Instructions for the task
Can you copy the material below verbatim, starting at the line that contains "Can you find the dashboard button" and continuing through the last line of the material?
**** The data ****
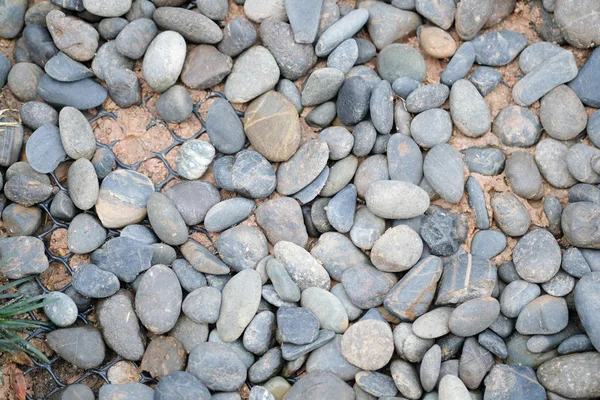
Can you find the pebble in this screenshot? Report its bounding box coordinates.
[142,30,186,93]
[44,292,77,328]
[512,51,577,106]
[469,67,502,97]
[115,18,158,60]
[377,43,426,83]
[46,10,100,61]
[341,319,394,371]
[154,371,210,400]
[500,280,541,318]
[2,203,42,236]
[218,18,256,57]
[462,147,506,176]
[417,26,457,58]
[204,197,255,232]
[0,236,48,279]
[46,326,105,368]
[440,42,475,86]
[412,108,452,148]
[4,175,52,207]
[405,83,450,114]
[96,169,154,228]
[448,297,500,337]
[187,342,247,391]
[45,51,94,82]
[513,229,561,283]
[415,0,456,30]
[450,79,491,137]
[37,75,107,110]
[67,213,107,253]
[519,42,562,74]
[217,269,261,342]
[575,272,600,349]
[19,101,58,130]
[490,192,528,236]
[515,295,569,335]
[274,241,331,290]
[135,264,182,334]
[179,240,229,275]
[165,180,220,226]
[285,371,355,400]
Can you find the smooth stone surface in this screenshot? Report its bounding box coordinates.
[450,79,491,137]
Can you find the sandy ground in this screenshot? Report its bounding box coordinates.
[0,0,592,400]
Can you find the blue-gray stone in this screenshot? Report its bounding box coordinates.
[37,75,107,110]
[512,51,578,106]
[440,42,475,86]
[44,51,94,86]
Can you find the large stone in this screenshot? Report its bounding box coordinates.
[244,91,300,162]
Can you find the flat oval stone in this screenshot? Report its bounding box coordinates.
[165,180,219,226]
[142,30,186,93]
[471,30,527,67]
[135,264,182,334]
[423,143,465,203]
[365,181,429,219]
[540,85,587,140]
[232,150,277,199]
[96,169,154,228]
[149,7,223,44]
[37,75,107,110]
[259,18,318,80]
[46,326,105,368]
[512,51,577,106]
[187,342,247,391]
[515,295,569,335]
[218,18,255,57]
[204,197,256,232]
[25,125,67,174]
[440,41,475,86]
[504,150,544,200]
[450,79,491,137]
[217,269,262,342]
[244,91,300,162]
[67,213,107,253]
[490,192,531,236]
[377,43,426,83]
[513,229,561,283]
[341,319,394,371]
[371,225,423,272]
[384,256,442,321]
[448,297,500,337]
[225,46,280,103]
[179,240,229,275]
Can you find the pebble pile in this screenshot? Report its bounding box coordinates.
[0,0,600,400]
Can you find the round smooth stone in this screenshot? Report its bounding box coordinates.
[410,108,452,149]
[25,125,67,174]
[341,319,394,371]
[371,225,423,272]
[448,297,500,337]
[44,292,77,328]
[513,229,561,283]
[73,264,121,298]
[176,139,215,180]
[67,213,107,254]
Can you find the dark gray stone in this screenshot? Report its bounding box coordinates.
[46,326,105,368]
[512,51,577,106]
[204,197,256,232]
[218,18,256,57]
[461,147,506,176]
[490,192,531,236]
[440,42,475,86]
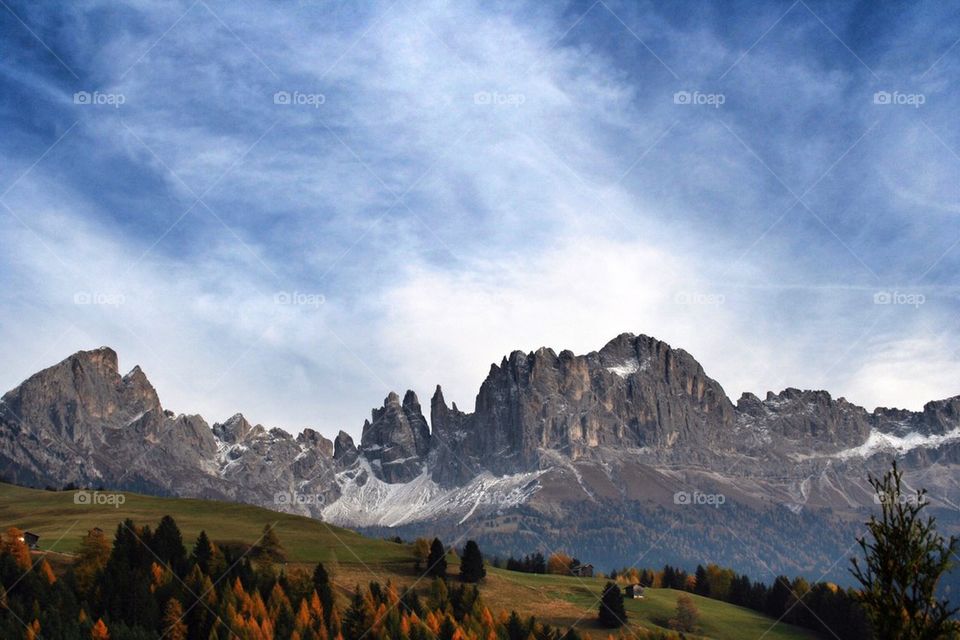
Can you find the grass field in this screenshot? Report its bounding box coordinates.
[0,484,815,640]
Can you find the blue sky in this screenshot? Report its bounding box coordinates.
[0,0,960,434]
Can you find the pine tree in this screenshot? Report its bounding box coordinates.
[597,582,627,629]
[313,562,333,628]
[693,564,710,596]
[460,540,487,582]
[191,531,213,575]
[850,461,960,640]
[670,593,700,633]
[163,598,187,640]
[150,516,187,575]
[427,538,447,580]
[413,538,430,573]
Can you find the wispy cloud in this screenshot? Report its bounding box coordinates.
[0,0,960,432]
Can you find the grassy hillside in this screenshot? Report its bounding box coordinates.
[0,484,815,640]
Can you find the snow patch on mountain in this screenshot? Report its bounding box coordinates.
[834,427,960,460]
[607,358,640,378]
[321,458,543,527]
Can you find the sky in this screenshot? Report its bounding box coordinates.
[0,0,960,436]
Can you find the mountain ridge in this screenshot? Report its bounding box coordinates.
[0,334,960,580]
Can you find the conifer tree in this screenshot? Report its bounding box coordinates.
[313,562,333,628]
[427,538,447,580]
[163,598,187,640]
[850,461,960,640]
[191,531,213,575]
[597,582,627,629]
[460,540,487,582]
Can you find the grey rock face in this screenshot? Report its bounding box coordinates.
[360,391,430,483]
[0,334,960,548]
[432,334,735,481]
[333,431,358,465]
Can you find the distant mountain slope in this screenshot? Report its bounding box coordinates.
[0,334,960,580]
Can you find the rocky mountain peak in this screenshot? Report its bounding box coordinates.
[333,430,357,465]
[360,391,430,482]
[3,347,163,444]
[213,413,264,444]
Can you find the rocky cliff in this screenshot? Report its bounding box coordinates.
[0,334,960,584]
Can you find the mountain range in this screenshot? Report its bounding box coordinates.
[0,334,960,582]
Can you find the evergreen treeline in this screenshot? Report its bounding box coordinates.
[0,516,579,640]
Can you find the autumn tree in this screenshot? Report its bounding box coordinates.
[460,540,487,582]
[670,593,700,633]
[597,582,627,629]
[850,461,960,640]
[90,618,110,640]
[2,527,33,570]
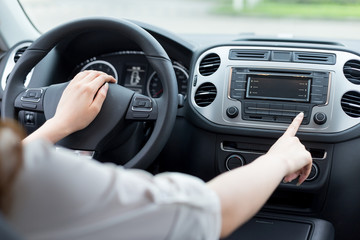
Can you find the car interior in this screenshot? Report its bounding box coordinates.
[0,0,360,240]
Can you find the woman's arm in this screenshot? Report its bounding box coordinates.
[23,71,116,143]
[208,113,312,237]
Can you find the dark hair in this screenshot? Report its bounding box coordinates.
[0,120,25,215]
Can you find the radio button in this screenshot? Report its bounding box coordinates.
[283,110,297,117]
[245,103,256,114]
[311,94,326,104]
[296,106,309,118]
[231,81,246,89]
[230,89,245,99]
[311,86,324,94]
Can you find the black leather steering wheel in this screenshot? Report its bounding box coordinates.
[1,18,178,168]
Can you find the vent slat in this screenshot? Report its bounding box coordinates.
[294,52,336,65]
[343,60,360,85]
[341,91,360,118]
[199,53,221,76]
[195,83,217,107]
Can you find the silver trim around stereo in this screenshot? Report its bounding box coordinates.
[193,46,360,133]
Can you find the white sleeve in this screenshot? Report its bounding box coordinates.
[11,141,221,240]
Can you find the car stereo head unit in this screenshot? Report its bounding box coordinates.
[228,67,330,124]
[245,74,312,102]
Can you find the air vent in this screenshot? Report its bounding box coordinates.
[343,60,360,85]
[195,83,216,107]
[229,49,270,61]
[14,46,28,63]
[341,91,360,118]
[294,52,336,65]
[199,53,220,76]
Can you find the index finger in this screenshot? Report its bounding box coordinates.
[284,112,304,136]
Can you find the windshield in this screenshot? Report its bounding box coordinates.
[20,0,360,39]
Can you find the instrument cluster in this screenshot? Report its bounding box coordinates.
[73,51,189,98]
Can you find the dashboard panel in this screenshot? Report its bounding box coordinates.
[191,46,360,133]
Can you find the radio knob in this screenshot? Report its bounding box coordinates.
[314,112,327,125]
[226,106,239,118]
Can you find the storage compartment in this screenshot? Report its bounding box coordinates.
[224,215,334,240]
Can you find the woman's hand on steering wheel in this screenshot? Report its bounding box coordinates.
[24,71,116,143]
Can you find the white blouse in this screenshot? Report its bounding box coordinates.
[9,141,221,240]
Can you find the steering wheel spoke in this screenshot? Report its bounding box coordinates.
[14,88,45,112]
[126,93,158,121]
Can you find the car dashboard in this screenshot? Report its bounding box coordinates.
[0,23,360,239]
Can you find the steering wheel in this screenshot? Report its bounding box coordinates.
[1,18,178,168]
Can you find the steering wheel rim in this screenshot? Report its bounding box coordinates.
[1,18,178,168]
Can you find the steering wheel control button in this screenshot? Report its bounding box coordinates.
[21,89,43,103]
[126,94,157,120]
[21,103,37,109]
[314,112,327,125]
[15,88,45,111]
[226,106,239,118]
[225,154,245,171]
[132,96,152,112]
[305,163,319,182]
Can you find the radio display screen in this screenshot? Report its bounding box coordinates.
[246,75,311,102]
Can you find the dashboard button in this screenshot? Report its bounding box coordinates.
[230,89,245,99]
[226,106,239,118]
[314,112,327,125]
[245,103,256,114]
[231,80,246,89]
****
Reply
Can you find the dashboard button in this screenshot? Report its bounding box coordinates.
[230,89,245,99]
[226,106,239,118]
[314,112,327,125]
[245,103,256,114]
[231,80,246,89]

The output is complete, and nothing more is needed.